* Begin WORKING DATA *

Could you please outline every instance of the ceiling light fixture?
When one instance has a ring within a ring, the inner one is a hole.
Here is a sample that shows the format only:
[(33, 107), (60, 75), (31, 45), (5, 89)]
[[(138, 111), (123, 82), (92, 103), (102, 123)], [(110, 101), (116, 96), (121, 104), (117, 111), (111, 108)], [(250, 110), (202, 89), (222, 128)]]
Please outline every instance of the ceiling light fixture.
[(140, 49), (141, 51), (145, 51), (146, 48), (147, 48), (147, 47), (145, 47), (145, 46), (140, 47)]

* End WORKING DATA *

Reproduce each of the entries above word for word, with every character unchanged.

- OUTPUT FOR THIS EXERCISE:
Could you please outline every instance of the ceiling light fixture?
When one instance has a ring within a ring, the inner one is a hole.
Here is a sample that shows the format only:
[(33, 107), (60, 75), (31, 45), (5, 89)]
[[(138, 111), (123, 82), (92, 103), (102, 123)], [(110, 101), (116, 96), (121, 104), (117, 111), (111, 108)], [(250, 110), (202, 89), (222, 128)]]
Please outline every instance of the ceiling light fixture.
[(140, 49), (141, 51), (145, 51), (146, 48), (147, 48), (147, 47), (145, 47), (145, 46), (140, 47)]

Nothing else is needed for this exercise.